• **Task brief**: Every entry below must be transcribed word for word, and the images must be left out.

BEGIN The data

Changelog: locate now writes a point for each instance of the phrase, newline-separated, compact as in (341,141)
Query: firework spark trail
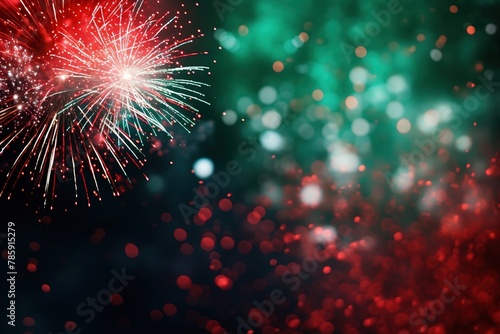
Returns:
(83,86)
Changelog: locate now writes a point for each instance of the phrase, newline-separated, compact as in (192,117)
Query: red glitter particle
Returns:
(205,214)
(180,234)
(169,309)
(292,321)
(207,244)
(223,282)
(116,299)
(28,321)
(156,315)
(131,250)
(225,205)
(253,217)
(184,282)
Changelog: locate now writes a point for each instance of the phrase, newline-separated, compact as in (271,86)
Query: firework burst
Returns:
(83,87)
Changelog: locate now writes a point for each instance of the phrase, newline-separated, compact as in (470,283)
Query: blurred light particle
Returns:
(207,244)
(361,52)
(203,168)
(491,29)
(278,66)
(311,195)
(394,109)
(229,117)
(223,282)
(351,102)
(324,234)
(403,126)
(358,75)
(271,120)
(227,40)
(318,94)
(360,127)
(306,131)
(272,141)
(268,95)
(131,250)
(225,204)
(304,37)
(243,30)
(463,143)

END The data

• **Answer area**:
Changelog: locate now writes a point for each instance of the phrase, newline-separated, compact as in (341,141)
Query: firework spark trail
Returns:
(83,86)
Changelog: locate now writes a point for each instance of the phrase, newline-separated, compact as in (192,117)
Query: red glitter particle
Returns:
(205,214)
(180,234)
(169,309)
(292,321)
(207,244)
(223,282)
(116,299)
(28,321)
(156,315)
(131,250)
(225,205)
(253,217)
(184,282)
Changelog: locate now writes a point for each instance of the phrase, newline-separated, compact as in (271,86)
Query: firework burst
Returns:
(83,87)
Changelog: locate now writes a point for each instance of the phrase, newline-separated, compact as in (470,283)
Query: blurred light particle
Returns:
(207,244)
(361,52)
(203,168)
(491,29)
(278,66)
(311,195)
(394,109)
(229,117)
(223,282)
(351,102)
(324,234)
(403,126)
(358,75)
(271,120)
(227,40)
(318,94)
(360,127)
(306,131)
(272,141)
(268,95)
(131,250)
(225,204)
(304,37)
(243,30)
(463,143)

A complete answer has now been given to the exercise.